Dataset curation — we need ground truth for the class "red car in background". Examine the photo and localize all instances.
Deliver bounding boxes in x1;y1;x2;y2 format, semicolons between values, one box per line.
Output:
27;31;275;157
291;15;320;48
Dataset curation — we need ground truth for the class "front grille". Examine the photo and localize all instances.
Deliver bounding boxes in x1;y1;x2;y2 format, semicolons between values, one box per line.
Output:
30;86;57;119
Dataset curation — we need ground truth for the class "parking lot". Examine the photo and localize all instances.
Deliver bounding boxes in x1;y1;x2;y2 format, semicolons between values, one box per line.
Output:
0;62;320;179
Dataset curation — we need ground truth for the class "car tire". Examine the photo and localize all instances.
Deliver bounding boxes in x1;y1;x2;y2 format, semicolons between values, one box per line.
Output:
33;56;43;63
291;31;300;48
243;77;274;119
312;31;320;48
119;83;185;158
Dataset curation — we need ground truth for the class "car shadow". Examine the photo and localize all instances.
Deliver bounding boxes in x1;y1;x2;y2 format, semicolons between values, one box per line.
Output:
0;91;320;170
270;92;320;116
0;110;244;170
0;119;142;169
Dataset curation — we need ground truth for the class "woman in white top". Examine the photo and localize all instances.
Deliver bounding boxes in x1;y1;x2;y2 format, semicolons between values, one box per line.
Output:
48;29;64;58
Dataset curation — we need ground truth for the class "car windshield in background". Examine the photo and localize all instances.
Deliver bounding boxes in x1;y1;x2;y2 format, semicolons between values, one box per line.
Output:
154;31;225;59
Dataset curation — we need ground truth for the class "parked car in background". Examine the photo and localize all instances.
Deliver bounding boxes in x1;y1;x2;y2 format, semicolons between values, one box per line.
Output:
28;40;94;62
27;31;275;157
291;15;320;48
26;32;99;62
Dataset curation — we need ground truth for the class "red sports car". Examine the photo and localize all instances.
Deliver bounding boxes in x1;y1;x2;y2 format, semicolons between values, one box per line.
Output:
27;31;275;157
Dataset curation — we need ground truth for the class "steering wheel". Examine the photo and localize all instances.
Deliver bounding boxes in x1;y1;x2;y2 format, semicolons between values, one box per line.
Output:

> **Written instruction**
Please recast all the rows above as a numbered list, leaving out any blank lines.

> **Expected output**
1. Dataset curation — we need ground truth for the class "red car in background". Examine the photo and localize all instances.
2. Deliver bounding boxes in x1;y1;x2;y2 format, semicolons between values, one box per line.
3. Output:
4. 27;31;275;157
5. 291;15;320;48
6. Dataset curation — we need ground truth for the class "front grille". Examine the photo and localize all instances.
7. Deliver bounding boxes in x1;y1;x2;y2 format, semicolons between values, one box per line.
8. Output:
9. 30;86;57;119
10. Dataset curation — we need ground truth for the class "parking lot". Examine the photo and localize all instances.
11. Deliver bounding boxes in x1;y1;x2;y2 format, semicolons between values, one box per line.
12. Output:
13. 0;62;320;179
14. Dataset curation — we need ground truth for the class "car tire". Examine the photo and localize all instances.
15. Deliver bounding boxes in x1;y1;x2;y2 format, semicolons between values, one box per line.
16. Output:
17. 33;56;43;63
18. 291;31;300;48
19. 243;77;274;119
20. 312;31;320;48
21. 119;83;185;158
22. Dataset curation — we need ground truth for the class "car shadow". Examine the photo and localize all instances.
23. Deliver bounding boxes in x1;y1;x2;y2 format, semicolons between values, one box per line.
24. Output:
25. 0;91;320;170
26. 270;92;320;116
27. 0;110;244;170
28. 0;119;142;169
29. Dataset curation — we need ground truth for the class "woman in white top". Examine the photo and localize all instances.
30. Deliver bounding boxes in x1;y1;x2;y2 format, semicolons between values, one box per line.
31. Output:
32. 48;29;64;58
33. Dataset curation — we need ground truth for the class "car windshield in background". Examine the photo and localize all instances.
34. Deliver bounding boxes in x1;y1;x2;y2 format, semicolons between values, one box per line.
35. Output:
36. 154;31;225;59
37. Dataset curation — we need ground truth for the class "parked car in background". Examine the photo and localize all instances.
38. Deliver bounding boxes in x1;y1;x2;y2 format, semicolons between values, one box per line.
39. Output:
40. 28;40;94;62
41. 27;31;275;157
42. 291;15;320;48
43. 26;32;99;62
44. Dataset curation — we need ground truth for the class "red sports car". Examine the photo and localize all instances.
45. Deliver bounding boxes in x1;y1;x2;y2 format, semicolons between values, one box per line.
46. Output:
47. 27;31;275;157
48. Dataset curation — we need ground truth for the class "steering wheel". Examine the photo and localize all instances.
49. Deliver bounding boxes in x1;y1;x2;y2 format, semicolons between values, one box per line.
50. Output:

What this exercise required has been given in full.